▶ [WHAT YOU ARE ASKED TO DO] Please repeat the data in full, character for character.

(Region pointing data)
++++

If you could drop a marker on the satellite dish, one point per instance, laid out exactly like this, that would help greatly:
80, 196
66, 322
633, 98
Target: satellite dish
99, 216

++++

▶ [RESULT FOR THIS EXERCISE]
If you could drop a marker on the satellite dish, one point per instance, laid out exactly like this, that would help greatly:
80, 196
66, 322
633, 98
Target: satellite dish
99, 216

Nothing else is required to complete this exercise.